* Aufgabe
Beantworte drei Fragen zum Text über Kinderschutz-Apps:
1. Was zeigt eine internationale Studie über diese Apps?
2. Wann wird die Debatte über die Handyzeit des jüngsten Sohnes gerade verschärft geführt?
3. Was geschieht mit dem Handy des Sohnes, wenn die vereinbarte Bildschirmzeit verbraucht ist?

Kinderschutz-Apps: Spionage statt Schutz?
Gefahr bei Apps, die Kinder im Netz schützen sollen
Die Bildschirmzeit von Kindern begrenzen, den Standort einsehen und sie so schützen - dabei sollen eigentlich Kinderschutzapps helfen. Doch eine Studie zeigt, viele dieser Apps sind aus Datenschutzsicht bedenklich.
Es ist ein Dauerthema: Kinder und Mediennutzung. Gerade bei Smartphones ringen Eltern mit ihren Schützlingen oft um das „wie lang“, „welche Apps“ und vor allem dem „welcher Inhalt“.
Viele Eltern greifen daher zu sogenannten Kinderschutz-Apps. Millionenfach gedownloadet landen sie auf den Smartphones der Kinder, um etwa die Bildschirmzeit zu begrenzen oder den Standort zu kontrollieren.
Apps greifen auf Daten zu
Eine internationale Studie zeigt aber: Oft werden diese Apps zur Datenkrake und sammeln weit mehr Informationen, als den Eltern oft bewusst ist.
Für Sarah Neuhausen aus Dillingen, der Name und Ort sind von der Redaktion geändert worden, ist es ein bekanntes Streitthema: Wie lange darf der jüngste Sohn das Handy benutzen? Verschärft wird die Debatte gerade jetzt in den Osterferien geführt, in denen das Kind mehr Zeit für das Smartphone hat.
Die Lösung sieht die Mutter in einer sogenannten Kinderschutz-App. Gemeinsam mit dem Jüngsten wird eine Bildschirmzeit vereinbart. Ist diese verbraucht, sperrt sich das Handy selbst dann, wenn der Sohn unterwegs und die Mutter nicht da ist: „Es ist mir wichtig, die Bildschirmzeit meiner Kinder zu kontrollieren, weil ich glaube, dass Kinder bis zu einem gewissen Alter nicht in der Lage sind, sich selber hier einzuschränken. Es gibt so viele Kinder, die da wirklich Probleme haben und auch suchtgefährdet sind".

* Aufgeführte Datensätze
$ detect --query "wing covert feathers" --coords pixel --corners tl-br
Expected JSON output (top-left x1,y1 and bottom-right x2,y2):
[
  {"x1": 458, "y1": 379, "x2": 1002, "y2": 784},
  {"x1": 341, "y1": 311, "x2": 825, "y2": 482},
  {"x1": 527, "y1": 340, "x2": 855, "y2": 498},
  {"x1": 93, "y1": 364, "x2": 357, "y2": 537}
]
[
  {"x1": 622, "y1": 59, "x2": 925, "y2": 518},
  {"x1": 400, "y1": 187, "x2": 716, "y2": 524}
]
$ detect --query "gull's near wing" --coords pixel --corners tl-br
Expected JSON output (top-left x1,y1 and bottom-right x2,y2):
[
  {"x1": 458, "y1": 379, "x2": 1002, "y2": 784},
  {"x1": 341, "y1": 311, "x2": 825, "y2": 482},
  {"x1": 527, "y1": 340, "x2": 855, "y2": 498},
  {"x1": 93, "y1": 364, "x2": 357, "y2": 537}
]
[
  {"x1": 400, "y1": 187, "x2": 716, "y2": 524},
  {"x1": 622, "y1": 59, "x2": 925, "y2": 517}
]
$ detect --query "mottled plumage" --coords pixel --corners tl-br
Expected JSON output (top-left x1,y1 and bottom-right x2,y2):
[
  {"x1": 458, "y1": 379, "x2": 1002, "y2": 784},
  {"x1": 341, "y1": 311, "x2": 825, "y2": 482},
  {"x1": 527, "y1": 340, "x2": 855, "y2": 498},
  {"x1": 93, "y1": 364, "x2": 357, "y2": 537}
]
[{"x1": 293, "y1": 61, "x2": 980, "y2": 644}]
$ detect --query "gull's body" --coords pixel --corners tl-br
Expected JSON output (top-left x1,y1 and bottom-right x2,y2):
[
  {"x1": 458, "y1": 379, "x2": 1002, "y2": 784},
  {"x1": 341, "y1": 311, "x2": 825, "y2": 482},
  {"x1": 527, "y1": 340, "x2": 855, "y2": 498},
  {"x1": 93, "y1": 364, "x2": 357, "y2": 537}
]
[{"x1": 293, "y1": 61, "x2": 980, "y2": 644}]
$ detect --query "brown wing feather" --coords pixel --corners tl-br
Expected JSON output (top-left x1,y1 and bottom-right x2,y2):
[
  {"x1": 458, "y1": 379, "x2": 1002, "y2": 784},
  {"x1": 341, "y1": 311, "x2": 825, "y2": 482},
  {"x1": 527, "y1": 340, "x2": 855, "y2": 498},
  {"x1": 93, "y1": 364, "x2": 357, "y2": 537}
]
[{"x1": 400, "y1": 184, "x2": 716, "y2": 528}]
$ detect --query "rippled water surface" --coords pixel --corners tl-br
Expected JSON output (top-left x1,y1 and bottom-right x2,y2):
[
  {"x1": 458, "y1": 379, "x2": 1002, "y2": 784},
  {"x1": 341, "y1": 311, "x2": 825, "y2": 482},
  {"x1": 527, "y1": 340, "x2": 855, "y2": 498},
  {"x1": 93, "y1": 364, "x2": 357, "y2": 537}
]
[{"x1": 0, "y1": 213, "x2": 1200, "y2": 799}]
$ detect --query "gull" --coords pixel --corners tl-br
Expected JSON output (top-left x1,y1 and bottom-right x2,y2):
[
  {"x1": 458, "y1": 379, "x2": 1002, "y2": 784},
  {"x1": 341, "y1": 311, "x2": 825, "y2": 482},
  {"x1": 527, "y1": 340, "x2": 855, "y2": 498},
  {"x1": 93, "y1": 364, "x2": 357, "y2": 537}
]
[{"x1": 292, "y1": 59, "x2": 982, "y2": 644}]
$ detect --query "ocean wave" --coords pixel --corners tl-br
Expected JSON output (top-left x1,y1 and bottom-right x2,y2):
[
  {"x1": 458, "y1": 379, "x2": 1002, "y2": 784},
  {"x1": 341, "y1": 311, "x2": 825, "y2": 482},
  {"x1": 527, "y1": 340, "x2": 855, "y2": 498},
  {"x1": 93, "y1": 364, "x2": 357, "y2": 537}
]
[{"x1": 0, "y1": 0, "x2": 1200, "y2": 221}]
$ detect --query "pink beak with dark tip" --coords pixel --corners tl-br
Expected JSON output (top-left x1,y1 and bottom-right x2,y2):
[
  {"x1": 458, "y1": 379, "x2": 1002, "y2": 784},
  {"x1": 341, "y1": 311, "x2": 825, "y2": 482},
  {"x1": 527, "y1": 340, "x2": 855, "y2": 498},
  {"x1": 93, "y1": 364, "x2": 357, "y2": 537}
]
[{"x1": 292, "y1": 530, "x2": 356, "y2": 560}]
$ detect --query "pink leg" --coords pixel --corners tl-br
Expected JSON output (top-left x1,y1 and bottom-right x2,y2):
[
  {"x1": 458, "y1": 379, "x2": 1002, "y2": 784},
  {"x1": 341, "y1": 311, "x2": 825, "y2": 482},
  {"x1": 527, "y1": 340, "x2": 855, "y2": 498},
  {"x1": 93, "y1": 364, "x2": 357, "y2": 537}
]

* Lösung
1. Die Apps werden oft zur Datenkrake und sammeln weit mehr Informationen, als den Eltern oft bewusst ist.
2. In den Osterferien, in denen das Kind mehr Zeit für das Smartphone hat.
3. Das Handy sperrt sich selbst, auch wenn der Sohn unterwegs und die Mutter nicht da ist.